[Requirement]
Copy each line below as it stands, but skip any picture it contains.

(Recorded data)
+-------+
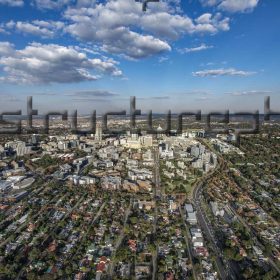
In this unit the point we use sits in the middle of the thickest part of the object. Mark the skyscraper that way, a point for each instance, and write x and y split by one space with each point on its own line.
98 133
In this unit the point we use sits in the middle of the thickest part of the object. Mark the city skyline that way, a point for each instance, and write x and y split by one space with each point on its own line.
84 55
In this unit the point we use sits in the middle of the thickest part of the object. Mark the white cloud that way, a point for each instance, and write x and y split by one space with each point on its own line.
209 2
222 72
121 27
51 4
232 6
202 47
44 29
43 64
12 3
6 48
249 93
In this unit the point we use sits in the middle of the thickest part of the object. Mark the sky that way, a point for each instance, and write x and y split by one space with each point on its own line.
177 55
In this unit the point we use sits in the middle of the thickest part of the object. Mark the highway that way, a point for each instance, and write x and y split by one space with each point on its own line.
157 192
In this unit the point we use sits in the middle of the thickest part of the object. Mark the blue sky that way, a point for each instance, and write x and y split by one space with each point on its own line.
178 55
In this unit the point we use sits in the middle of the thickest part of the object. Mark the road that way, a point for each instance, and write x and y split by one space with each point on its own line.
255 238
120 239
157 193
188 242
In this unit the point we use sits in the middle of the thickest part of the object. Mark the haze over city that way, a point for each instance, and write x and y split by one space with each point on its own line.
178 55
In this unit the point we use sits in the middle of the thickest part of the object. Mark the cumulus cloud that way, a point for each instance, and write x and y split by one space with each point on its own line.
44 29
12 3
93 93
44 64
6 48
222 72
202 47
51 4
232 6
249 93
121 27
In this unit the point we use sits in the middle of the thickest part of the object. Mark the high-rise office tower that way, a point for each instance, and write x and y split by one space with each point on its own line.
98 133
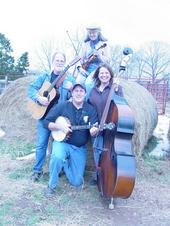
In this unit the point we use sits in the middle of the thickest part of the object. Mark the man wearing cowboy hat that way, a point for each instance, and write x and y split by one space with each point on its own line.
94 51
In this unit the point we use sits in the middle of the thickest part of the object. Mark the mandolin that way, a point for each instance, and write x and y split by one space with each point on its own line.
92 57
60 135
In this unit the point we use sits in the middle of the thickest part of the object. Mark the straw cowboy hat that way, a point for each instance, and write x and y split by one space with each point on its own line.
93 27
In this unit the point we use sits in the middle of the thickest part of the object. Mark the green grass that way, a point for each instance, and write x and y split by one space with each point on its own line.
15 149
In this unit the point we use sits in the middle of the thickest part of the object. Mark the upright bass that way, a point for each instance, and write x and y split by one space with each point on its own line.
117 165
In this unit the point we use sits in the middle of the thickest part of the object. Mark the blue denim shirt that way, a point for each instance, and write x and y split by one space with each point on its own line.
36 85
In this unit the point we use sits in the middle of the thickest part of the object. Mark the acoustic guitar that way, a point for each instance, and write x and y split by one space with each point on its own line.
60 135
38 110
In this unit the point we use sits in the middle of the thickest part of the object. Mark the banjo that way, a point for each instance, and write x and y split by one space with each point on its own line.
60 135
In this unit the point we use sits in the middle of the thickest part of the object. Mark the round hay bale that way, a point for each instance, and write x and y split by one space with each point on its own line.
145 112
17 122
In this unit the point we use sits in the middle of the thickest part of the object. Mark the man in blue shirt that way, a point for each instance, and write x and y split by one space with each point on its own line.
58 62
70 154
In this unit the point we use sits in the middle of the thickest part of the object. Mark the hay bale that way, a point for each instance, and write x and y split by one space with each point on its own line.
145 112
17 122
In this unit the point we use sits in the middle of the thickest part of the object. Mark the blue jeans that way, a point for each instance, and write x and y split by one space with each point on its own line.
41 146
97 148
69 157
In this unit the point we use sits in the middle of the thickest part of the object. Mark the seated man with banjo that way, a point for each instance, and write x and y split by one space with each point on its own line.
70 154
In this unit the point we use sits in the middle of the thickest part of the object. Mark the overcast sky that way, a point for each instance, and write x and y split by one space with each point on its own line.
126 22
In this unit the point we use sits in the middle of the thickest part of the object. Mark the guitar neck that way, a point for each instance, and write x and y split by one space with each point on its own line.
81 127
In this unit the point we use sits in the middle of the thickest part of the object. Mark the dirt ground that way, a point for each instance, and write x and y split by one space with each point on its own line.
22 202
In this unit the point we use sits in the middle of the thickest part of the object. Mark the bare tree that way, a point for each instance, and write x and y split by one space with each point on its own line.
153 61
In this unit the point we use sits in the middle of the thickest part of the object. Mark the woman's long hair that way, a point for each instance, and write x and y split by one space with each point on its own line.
+-------+
[Written solution]
In this unit the point we use sits in the middle of the thickest part of the object. Mark the skyscraper that way, a point for each instance, and write x and y split by one space with each point on its own line.
98 133
In this unit the point we use sits in the middle of the thickest part of the object. Mark the city skyline that way, a point for each instance, and write x and y split by one space with each point on its own line.
84 55
In this unit the point we use sits in the middle of the thickest part of the object. Mark the white cloud that way, a point for each instance, and write x and y split by one space with each point on its own line.
209 2
222 72
121 27
51 4
232 6
202 47
44 29
43 64
12 3
6 48
249 93
In this unit the point we use sits in the middle of the thickest part of the object. Mark the sky that way, a point for each instance, and write x and y split by one space with each point on its own line.
177 55
In this unit the point we use sits in the middle of the thickest part of the object. Mark the highway that way, a point for each instance, and write x and y split by one space with each point on its own line.
157 192
In this unit the point we use sits in the middle of the thickest part of the object. Mark the blue sky that way, a point for each instance, and write x and y split by one space with each point on its own line.
178 55
In this unit the point we use sits in the middle of the thickest part of the object. Mark the road that way, a point for each instance, and write x and y split by one space with each point on its own line.
255 238
120 239
157 193
188 242
In this unit the point we use sits in the middle of the thickest part of the object. Mark the haze over city that way, a point for each instance, and write x and y split by one space with each point on its own line.
178 55
In this unit the point we use sits in the middle of the thickest part of the object. Mark the cumulus cloud that way, a point for each instance, and write x and y split by one space with each point on its own line.
44 29
12 3
93 93
44 64
6 48
222 72
202 47
51 4
232 6
249 93
121 27
In this unit the point we use sits in the middle of the thickest part of the object. Mark the high-rise office tower that way, a point for each instance, and write x and y split by one space with each point on its own line.
98 133
In this unit the point we use sits in the middle of the thickest part of the object. Mark the man wearing cowboy hat that way, a point for each instance, and write x and y split by one space with each point on its own line.
94 51
In this unit the point we use sits in the middle of the thickest part of the object. Mark the mandolin that way, a point for each instance, and write x and y split by one space with each point on its own line.
92 57
60 135
In this unit the point we use sits in the middle of the thickest part of the object. Mark the straw cowboy hat that way, a point for each instance, and write x and y split by one space with each point on its own line.
93 27
In this unit the point we use sits in the middle of the thickest part of the object. Mark the green grass that way, a point for each instance, and write x and y split by one space with each point on its own line.
15 149
In this unit the point we use sits in the middle of the thickest part of the object. Mark the upright bass that way, a point for each instance, and write x and y split by one space with each point on its own line.
117 165
In this unit the point we use sits in the middle of the thickest part of the object. Mark the blue denim shirt that way, a point for each instance, and write x and y split by one space with each point on its own line.
36 85
In this unit the point we use sits in the middle of the thickest part of the object. Mark the acoustic guitar that way, a point for each instance, and write x and y split by one space with each point on its own line.
60 135
38 110
In this unit the point we use sits in the middle of the thickest part of the object. Mark the banjo that way, a point for each instance, and write x and y split by one space with each point on its own line.
60 135
In this unit the point we use sits in the middle of the thickest part of the object. Mark the round hay bale that way, a point for each instance, and write x and y split by one space with each point on its own line.
145 112
17 122
In this unit the point we use sits in the middle of the thickest part of the object. Mark the man in blue shirt that way, a point for each instance, and write x and y split by one space with each point on its own line.
58 62
70 154
In this unit the point we use sits in the middle of the thickest part of the object. Mark the hay bale that way, a point for each instance, and write x and y split by one space with each point on its own line.
145 112
17 122
In this unit the point we use sits in the middle of the thickest part of the object. Mark the blue jeans that way, a point for each instance, and write x and y split by one space with each point on its own line.
41 146
97 148
69 157
In this unit the point we use sits in the middle of the thickest part of the object. Mark the seated man with banjo that way, a point for each instance, and write x and y split by one space with each point on its own line.
70 154
In this unit the point we use sits in the middle of the thickest part of the object. Mark the overcast sky that way, a point for each instance, and write x and y split by one space with each point on its own line.
126 22
In this unit the point we use sits in the middle of the thickest part of the object. Mark the guitar neck that way, a point for each instance, and write x and y split by one space with each point on its own line.
81 127
In this unit the point we use sits in the middle of the thickest part of the object. Mark the dirt ground that way, a point for each instance, and write x and y split by one space with each point on its own line.
22 202
In this unit the point we use sits in the middle of the thickest part of the object. Mark the bare tree that way, a point for each instance, and write x and y split by one space with each point on its own line.
153 61
In this unit the point we use sits in the middle of the thickest part of the object. Mark the woman's long hair that way, a point for each instance, and write x and y split by one space with each point on its own line.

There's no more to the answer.